### [WHAT YOU ARE ASKED TO DO]
Please quote the speaker dissection thread between "my brother has" and "see what happens.", inclusive, word for word.

### [TEXT PASSAGE]
:::

# white van speaker dissection



## stockgp (Jun 7, 2007)

my brother has had these sitting at my parent's house for a couple years, so i hijacked them. i figured the cabinets aren't completely terrible, so perhaps throw some better speakers in and see what happens.

so first, a few pics of the cabinets pre dissection






the tweeter

beefy looking, not terrible sounding


mids

if you push on these cones, they barely budge. i'm shocked they produce any sound at all, but they do


8" woofers

mushy suspension, barely notice them playing



i'm surprised there's a crossover at all




so, aside from the fact that all the speakers share the same airspace, i think the cabinets will make a good spare set.

so i need to find some tweeters and 5.25 mids. i have some 8" mids to throw in.

any recommendations on mids, crossovers and tweeters?


----------



## vapor77 (Mar 12, 2011)

Bought from 2 guys in a white van?

:::

### [COLLECTED MATERIAL]
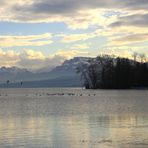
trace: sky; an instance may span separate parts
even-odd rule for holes
[[[0,66],[36,71],[147,47],[148,0],[0,0]]]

:::

### [WORKED ANSWER]
my brother has had these sitting at my parent's house for a couple years, so i hijacked them. i figured the cabinets aren't completely terrible, so perhaps throw some better speakers in and see what happens.